[Supplied text]
——

Shimoda filled in time between engagements with television commercial work, such as the Chrysler ad of the 1970s where Mr. T (Toyota) and Mr. D (Datsun - Nissan) admire a Dodge Colt and say, "Very nice, Mr. D." "I thought it was one of yours, Mr. T."

There were movie roles that got away. Shimoda got the lead role as Inuk in The Savage Innocents but was replaced by the Mexican American actor, Anthony Quinn. At the time, Shimoda was told that the reason he was fired as the leading man was because he was not realistic in the part of an Eskimo and that the part must be played by an Eskimo; discrimination that he fought against during his career was more likely the reason. It was too great a financial risk to have a Japanese American male actor take the lead role in the 1961 movie. World War II was too fresh in many people's minds and many people still did not differentiate between the former Japanese enemy and patriotic American citizens of Japanese ancestry. The United States of America was not yet ready for another Sessue Hayakawa, a Hollywood leading man from 1914 into the 1920s and the 1930s. Shimoda, like Hayakawa later in his career, took roles as the Japanese enemy.

Shimoda preferred to act as the honorable Japanese soldier or sailor like Dr. Matsumo, the good Japanese military physician, in Seven Women from Hell. Dr. Matsumo helped seven American women escape from a Japanese prison camp but was shot and killed by Japanese soldiers. The movie tried to show that there were good Japanese, too. According to the plot, Dr. Matsumo studied in the United States and says that he has family in a camp for Japanese in Utah. Richard Loo, a Chinese American, was also in Seven Women from Hell playing the stereotypical Japanese villain role he excelled in during the 1940s. This movie was released in 1961 and shows the humane side of the former enemy. Shimoda played schlock Japanese villain roles, too, but was happy to be choosier later in his career and avoid stereotypical roles for roles that portrayed Japanese and Asian people with human frailties and strengths.

Shimoda's Broadway career started when he moved to New York from Chicago to get more roles as an actor and dancer on stage. At first he worked as a waiter during the day and as a dancer at night. He found it difficult to find continual work as a dancer. He did find a job coaching Caucasian actors to act as more realistic "Orientals" in the 1950s. Ultimately he was hired as one of the first Asian American actors on Broadway. From 1953 to 1956, Shimoda acted in the Teahouse of the August Moon. Shimoda got his big break when he landed the part of Ito in the Broadway hit Auntie Mame. From 1956 to 1958 he starred opposite Rosalind Russell. After the play finished on Broadway, he moved to Los Angeles to do the 1958 Hollywood movie version to recreate his starring role.

——

[Supplied information]

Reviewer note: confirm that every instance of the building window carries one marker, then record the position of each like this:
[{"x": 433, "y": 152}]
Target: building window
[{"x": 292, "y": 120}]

——

[Assigned task A] From the text on Shimoda's career, reproduce the passage from "Shimoda's Broadway career" up to and including "his starring role.".
[Assigned task B] According to the text on Shimoda's career, who replaced Shimoda in the lead role of Inuk in The Savage Innocents?
[Assigned task C] Translate this sentence from the text on Shimoda's career into Spanish: "Dr. Matsumo helped seven American women escape from a Japanese prison camp but was shot and killed by Japanese soldiers."

[Task output A]
Shimoda's Broadway career started when he moved to New York from Chicago to get more roles as an actor and dancer on stage. At first he worked as a waiter during the day and as a dancer at night. He found it difficult to find continual work as a dancer. He did find a job coaching Caucasian actors to act as more realistic "Orientals" in the 1950s. Ultimately he was hired as one of the first Asian American actors on Broadway. From 1953 to 1956, Shimoda acted in the Teahouse of the August Moon. Shimoda got his big break when he landed the part of Ito in the Broadway hit Auntie Mame. From 1956 to 1958 he starred opposite Rosalind Russell. After the play finished on Broadway, he moved to Los Angeles to do the 1958 Hollywood movie version to recreate his starring role.

[Task output B] Anthony Quinn, a Mexican American actor.

[Task output C] El Dr. Matsumo ayudó a siete mujeres estadounidenses a escapar de un campo de prisioneros japonés, pero murió abatido a tiros por soldados japoneses.